#### Work to complete:
This exercise asks for a copy of each line in the records below with the word "floor" in it.

#### Image point grounding data:

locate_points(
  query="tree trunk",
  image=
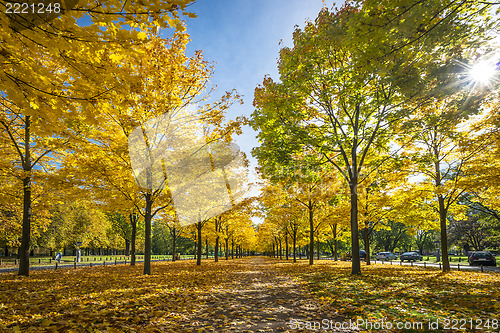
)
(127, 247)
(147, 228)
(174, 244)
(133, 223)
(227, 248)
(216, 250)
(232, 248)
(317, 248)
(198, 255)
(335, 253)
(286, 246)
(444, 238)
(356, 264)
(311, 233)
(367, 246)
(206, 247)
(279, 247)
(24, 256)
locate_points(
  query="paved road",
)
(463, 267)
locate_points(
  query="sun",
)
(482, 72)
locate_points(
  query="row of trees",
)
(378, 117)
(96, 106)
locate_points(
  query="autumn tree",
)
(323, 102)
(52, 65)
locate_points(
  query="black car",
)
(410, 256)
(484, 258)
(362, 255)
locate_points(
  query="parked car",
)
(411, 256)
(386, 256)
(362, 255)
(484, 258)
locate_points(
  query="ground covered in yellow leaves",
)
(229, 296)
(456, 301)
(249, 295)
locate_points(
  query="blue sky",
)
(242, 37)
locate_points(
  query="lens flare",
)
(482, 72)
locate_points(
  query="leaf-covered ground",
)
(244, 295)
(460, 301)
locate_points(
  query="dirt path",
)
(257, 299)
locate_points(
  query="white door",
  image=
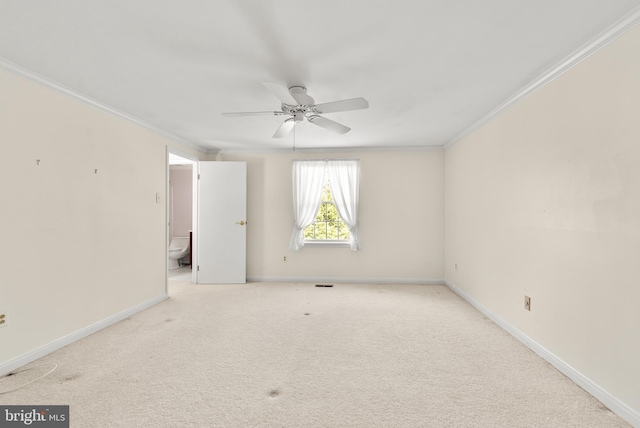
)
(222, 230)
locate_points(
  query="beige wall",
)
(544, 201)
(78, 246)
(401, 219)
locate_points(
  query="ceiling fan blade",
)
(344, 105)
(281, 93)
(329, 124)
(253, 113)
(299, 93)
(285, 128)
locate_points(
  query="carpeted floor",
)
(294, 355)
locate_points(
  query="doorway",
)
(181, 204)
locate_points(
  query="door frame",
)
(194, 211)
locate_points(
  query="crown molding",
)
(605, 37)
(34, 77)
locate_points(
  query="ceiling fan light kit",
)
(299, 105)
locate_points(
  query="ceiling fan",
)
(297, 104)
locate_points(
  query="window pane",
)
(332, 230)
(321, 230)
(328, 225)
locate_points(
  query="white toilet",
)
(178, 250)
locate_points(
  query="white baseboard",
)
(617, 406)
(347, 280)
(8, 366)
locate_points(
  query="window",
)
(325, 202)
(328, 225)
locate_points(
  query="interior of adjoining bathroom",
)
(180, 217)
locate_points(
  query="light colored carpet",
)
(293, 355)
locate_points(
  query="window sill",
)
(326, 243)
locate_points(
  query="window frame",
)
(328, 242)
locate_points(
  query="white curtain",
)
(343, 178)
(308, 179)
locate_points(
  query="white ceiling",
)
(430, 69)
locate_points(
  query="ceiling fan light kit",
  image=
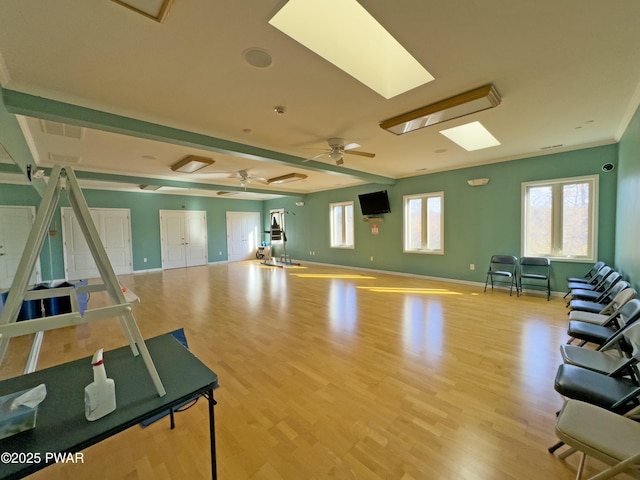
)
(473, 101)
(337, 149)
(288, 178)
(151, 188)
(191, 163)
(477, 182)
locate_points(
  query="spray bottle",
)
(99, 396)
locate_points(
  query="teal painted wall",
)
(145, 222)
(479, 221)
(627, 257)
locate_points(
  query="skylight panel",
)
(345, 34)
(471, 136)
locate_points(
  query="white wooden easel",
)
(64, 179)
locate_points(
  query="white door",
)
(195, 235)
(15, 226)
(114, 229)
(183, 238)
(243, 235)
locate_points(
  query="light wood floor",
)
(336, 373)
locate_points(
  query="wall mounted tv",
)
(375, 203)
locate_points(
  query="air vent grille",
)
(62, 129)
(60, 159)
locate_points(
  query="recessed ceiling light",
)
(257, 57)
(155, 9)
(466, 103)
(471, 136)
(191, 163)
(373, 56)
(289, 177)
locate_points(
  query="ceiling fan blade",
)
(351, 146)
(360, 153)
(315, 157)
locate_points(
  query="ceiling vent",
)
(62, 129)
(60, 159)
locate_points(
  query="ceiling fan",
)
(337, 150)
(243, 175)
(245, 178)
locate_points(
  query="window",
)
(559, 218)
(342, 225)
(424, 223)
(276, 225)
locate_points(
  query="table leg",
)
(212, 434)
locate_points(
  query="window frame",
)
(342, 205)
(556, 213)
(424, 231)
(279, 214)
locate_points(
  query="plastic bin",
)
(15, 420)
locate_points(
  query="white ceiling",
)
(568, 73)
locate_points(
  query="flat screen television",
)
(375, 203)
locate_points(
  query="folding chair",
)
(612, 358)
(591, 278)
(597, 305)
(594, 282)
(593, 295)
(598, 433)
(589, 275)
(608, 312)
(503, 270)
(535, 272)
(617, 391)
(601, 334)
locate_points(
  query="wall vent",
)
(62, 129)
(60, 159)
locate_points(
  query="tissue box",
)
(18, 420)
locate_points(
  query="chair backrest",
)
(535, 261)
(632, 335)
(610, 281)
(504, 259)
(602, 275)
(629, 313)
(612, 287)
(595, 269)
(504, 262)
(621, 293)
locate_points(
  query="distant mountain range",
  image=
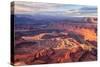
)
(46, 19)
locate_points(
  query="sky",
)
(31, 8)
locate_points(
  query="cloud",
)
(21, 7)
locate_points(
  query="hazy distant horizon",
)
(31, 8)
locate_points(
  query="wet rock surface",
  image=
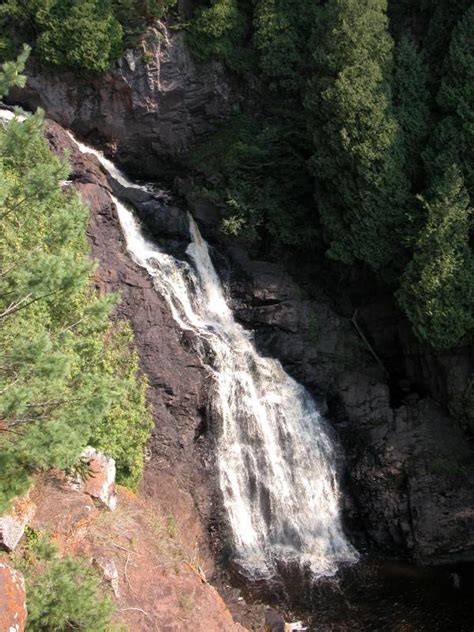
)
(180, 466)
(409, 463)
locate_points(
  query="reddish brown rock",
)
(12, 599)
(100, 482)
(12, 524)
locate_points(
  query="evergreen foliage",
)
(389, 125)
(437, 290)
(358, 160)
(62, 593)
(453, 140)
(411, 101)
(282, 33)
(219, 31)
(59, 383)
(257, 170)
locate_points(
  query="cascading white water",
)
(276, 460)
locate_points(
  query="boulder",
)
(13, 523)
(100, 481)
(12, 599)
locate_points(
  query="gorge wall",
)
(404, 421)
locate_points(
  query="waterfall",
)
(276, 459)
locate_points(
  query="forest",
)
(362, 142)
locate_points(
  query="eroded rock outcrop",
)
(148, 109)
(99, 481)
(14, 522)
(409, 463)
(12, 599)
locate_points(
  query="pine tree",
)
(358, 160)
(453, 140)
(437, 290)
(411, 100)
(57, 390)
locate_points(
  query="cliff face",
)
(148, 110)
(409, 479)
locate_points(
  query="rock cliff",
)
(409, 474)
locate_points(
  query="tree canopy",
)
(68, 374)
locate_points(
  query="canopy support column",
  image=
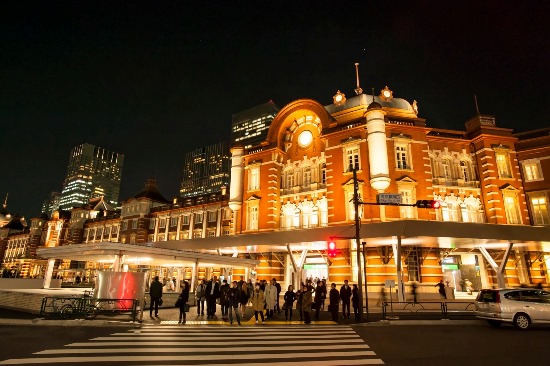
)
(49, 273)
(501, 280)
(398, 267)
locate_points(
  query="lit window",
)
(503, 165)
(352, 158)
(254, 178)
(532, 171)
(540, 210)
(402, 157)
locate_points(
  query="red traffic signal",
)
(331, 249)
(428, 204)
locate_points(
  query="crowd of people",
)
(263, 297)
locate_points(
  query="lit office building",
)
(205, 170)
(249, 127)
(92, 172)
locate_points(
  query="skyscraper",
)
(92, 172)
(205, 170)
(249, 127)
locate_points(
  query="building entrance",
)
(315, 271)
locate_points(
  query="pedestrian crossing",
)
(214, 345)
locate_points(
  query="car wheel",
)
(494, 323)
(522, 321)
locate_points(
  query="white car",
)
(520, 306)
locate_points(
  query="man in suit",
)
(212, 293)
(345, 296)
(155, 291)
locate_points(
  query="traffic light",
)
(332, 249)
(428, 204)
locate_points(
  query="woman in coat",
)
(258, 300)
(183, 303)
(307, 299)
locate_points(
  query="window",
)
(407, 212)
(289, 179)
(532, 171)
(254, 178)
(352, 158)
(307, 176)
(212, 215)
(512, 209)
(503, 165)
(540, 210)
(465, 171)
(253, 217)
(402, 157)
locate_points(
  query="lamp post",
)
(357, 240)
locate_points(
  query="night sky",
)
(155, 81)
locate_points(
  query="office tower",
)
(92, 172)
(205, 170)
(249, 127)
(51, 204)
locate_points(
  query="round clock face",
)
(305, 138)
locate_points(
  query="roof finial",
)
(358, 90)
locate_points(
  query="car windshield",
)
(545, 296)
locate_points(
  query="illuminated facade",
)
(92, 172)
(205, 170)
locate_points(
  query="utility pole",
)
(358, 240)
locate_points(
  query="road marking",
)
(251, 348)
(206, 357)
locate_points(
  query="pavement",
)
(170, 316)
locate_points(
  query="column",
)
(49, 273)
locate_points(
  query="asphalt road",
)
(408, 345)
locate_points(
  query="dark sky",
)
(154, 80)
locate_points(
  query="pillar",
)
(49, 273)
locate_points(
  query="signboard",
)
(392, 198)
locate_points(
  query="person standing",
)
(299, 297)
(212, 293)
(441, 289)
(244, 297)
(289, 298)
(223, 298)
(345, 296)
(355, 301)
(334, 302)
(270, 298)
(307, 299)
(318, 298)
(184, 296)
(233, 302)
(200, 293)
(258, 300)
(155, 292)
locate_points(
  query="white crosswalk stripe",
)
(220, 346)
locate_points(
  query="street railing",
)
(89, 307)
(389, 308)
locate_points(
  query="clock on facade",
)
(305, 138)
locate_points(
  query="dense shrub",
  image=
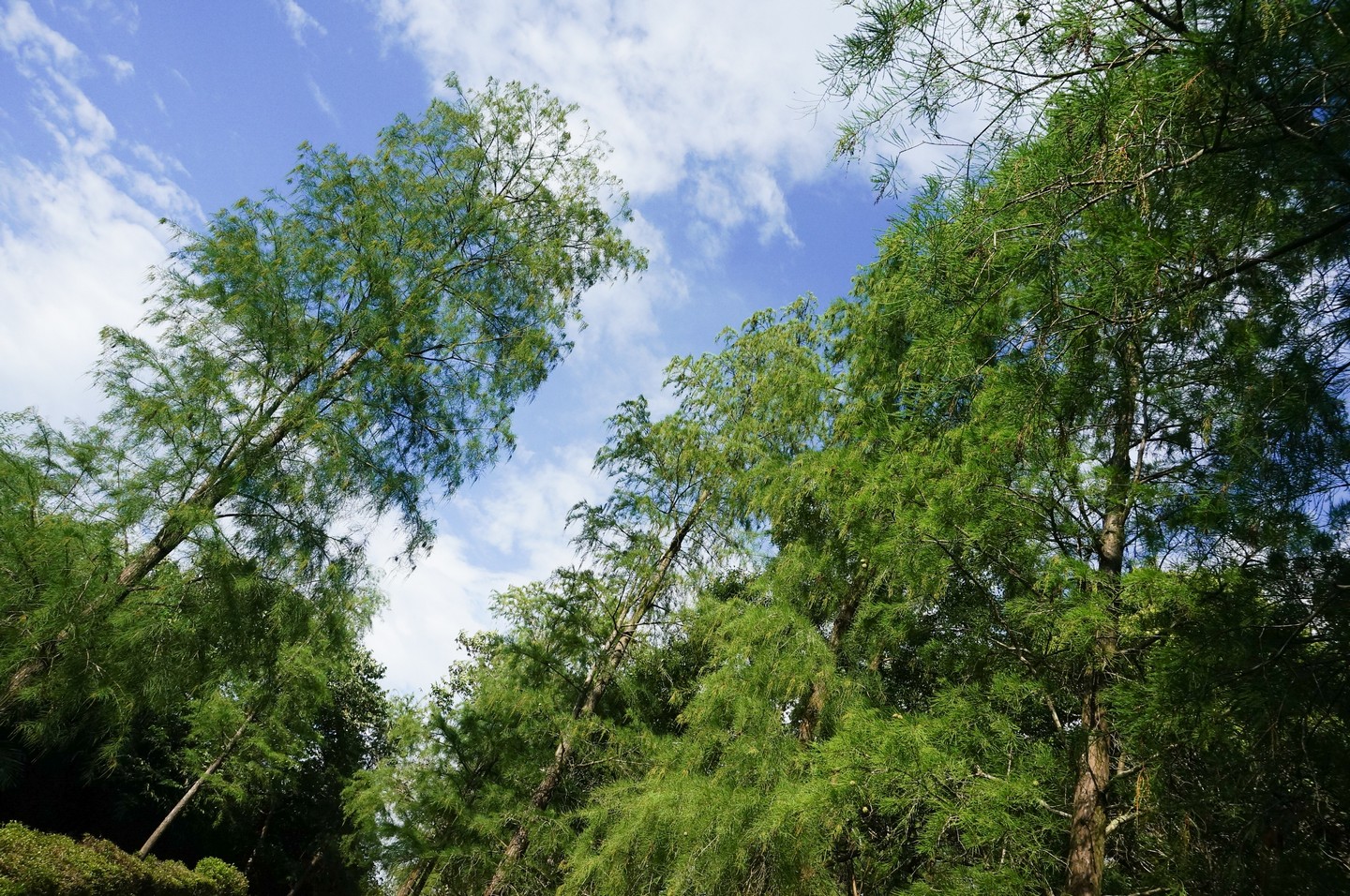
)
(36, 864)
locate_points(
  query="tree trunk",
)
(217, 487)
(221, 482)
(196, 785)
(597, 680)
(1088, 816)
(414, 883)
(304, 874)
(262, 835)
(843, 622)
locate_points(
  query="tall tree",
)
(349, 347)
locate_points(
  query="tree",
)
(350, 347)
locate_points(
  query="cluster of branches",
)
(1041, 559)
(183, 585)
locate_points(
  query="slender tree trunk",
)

#### Solution below:
  query="carpeted floor",
  query="light wood floor",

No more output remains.